Munda language spoken in India

The Gutob or Bodo Gadaba language is a south Munda language of the Austroasiatic language family of India, with the greatest concentrations of speakers being found in Koraput district of Odisha and Visakhapatnam district of Andhra Pradesh. It is also known simply as the Gadaba language, but it is different from the Dravidian Gadaba language. Other names for the Bodo Gadaba language include Gadba, Gutop, Gudwa, Godwa, Gadwa, and Boi Gadaba.

==Classification==
The Gutob language belongs to the South Munda subgroup of the Munda branch of the Austroasiatic language family. It is most closely related to the Bondo language.

==Distribution==
Gutob is spoken across southern Odisha and adjacent districts of northern Andhra Pradesh, and is concentrated primarily in Lamptaput block, Koraput district, southern Odisha. In recent centuries, Gutob speakers have also migrated to the plains of Andhra Pradesh as well as Rayagada District, including near the town Majiguda (close to Kalyansinghpur) where they live alongside the Dravidian-speaking Kondhs.

Ethnologue reports the following locations.

_Work to do_.
- A) State how many lines in the records contain the string "dark", with case counting. Reply with the number alone.
- B) Resume the text on the Gutob language from the point where it stops.

_Information given_.
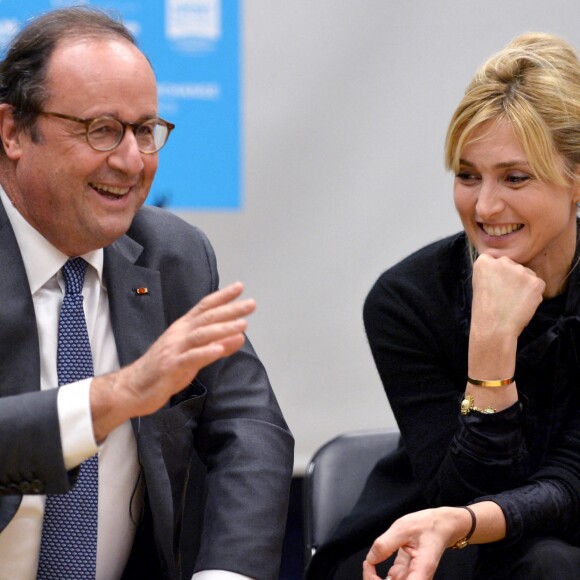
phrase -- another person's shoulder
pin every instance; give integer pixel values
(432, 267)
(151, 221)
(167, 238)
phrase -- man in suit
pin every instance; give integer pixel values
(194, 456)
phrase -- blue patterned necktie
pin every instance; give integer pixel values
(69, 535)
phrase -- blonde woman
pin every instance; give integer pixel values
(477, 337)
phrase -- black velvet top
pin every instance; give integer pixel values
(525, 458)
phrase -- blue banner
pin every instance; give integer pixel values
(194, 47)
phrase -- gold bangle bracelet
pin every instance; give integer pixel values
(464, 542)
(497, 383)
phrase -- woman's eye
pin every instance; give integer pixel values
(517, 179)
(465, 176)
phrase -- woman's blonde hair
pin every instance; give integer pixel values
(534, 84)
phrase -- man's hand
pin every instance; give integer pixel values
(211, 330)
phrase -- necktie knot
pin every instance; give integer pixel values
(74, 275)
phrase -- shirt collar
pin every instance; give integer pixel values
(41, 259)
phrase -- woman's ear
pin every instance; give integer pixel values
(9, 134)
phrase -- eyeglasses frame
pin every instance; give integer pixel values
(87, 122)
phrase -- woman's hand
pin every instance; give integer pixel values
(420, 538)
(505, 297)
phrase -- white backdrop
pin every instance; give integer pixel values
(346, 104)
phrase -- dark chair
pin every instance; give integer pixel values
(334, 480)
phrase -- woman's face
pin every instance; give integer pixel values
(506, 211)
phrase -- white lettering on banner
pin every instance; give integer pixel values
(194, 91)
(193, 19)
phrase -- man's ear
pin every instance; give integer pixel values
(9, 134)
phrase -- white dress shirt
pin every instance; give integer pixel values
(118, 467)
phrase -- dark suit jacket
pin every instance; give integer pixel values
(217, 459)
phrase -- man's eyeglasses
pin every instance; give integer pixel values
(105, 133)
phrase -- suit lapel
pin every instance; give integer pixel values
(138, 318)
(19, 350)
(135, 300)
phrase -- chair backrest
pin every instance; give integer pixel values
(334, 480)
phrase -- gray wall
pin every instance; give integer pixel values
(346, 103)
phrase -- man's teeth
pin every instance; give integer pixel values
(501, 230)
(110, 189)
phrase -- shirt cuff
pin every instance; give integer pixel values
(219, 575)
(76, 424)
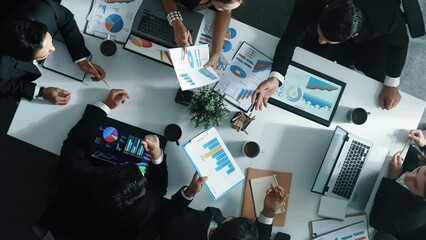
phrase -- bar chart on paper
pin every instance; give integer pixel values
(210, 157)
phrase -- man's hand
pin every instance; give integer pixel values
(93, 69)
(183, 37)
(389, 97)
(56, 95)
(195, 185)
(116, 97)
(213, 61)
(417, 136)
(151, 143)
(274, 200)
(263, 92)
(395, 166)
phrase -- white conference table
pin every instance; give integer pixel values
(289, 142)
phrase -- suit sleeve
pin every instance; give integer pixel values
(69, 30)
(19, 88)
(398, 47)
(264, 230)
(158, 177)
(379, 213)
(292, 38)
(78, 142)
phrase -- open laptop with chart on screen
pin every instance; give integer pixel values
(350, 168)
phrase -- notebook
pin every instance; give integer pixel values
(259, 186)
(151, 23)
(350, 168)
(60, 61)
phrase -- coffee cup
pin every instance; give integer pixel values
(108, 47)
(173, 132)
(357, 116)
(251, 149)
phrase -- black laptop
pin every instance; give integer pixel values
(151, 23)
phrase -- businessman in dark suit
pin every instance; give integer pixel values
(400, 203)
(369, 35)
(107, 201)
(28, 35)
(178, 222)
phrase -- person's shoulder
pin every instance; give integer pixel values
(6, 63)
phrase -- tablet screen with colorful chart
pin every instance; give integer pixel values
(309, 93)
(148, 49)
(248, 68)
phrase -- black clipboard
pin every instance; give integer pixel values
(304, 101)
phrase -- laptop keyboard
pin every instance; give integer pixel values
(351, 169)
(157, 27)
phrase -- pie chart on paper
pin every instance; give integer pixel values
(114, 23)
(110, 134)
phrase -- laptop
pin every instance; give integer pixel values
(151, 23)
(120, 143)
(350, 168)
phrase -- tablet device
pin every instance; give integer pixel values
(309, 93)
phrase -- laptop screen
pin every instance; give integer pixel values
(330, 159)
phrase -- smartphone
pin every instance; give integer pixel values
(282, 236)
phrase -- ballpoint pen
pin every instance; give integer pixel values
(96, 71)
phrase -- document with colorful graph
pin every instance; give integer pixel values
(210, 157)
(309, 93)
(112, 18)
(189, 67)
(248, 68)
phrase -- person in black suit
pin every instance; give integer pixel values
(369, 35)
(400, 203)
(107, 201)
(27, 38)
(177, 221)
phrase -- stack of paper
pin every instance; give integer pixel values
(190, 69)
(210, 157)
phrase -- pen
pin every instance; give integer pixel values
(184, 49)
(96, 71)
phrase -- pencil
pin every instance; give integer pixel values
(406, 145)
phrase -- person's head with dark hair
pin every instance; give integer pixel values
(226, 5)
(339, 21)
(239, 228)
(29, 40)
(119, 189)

_Answers for the tasks_.
- A) 4

- B)
- 40 villages of Lamptaput block, Koraput district, southern Odisha
- Khoirput block, Malkangiri district, southern Odisha
- Visakhapatnam district, northern Andhra Pradesh

==Dialects==
Although there are some speculation, Griffiths (2008) states "at least two dialects of Gutob exist": Koraput Gutob and Andhra Gutob. The author assumes that the former is the standard variety. The degree of mutual intelligibility of the two dialect is unknown, though differences in phonology and lexicons were reported by Subba Rao (1992) and Bhaskara Rao (1969), and the Andhra dialect has been strongly influenced by Telugu.

==Language status==
The Gutob language is considered to be either endangered or moribund, due in part to several hydroelectric projects that have displaced Gutob people from their traditional villages and forced them to live as minorities in primarily Desiya-speaking villages. Anderson (2008) estimates the number of speakers at around 10 to 15,000, while the Asha Kiran society, which works in Koraput, estimates the number at less than 5,000. Virtually there are no Gutob monolinguals. The 2011 census most likely counts Gutob and Ollari as the same language, since they are both called Gadaba by outsiders. Although Gutob-language education has been attempted, it has faced stiff resistance and most parents still want their children to learn Desiya only due to being in mixed villages.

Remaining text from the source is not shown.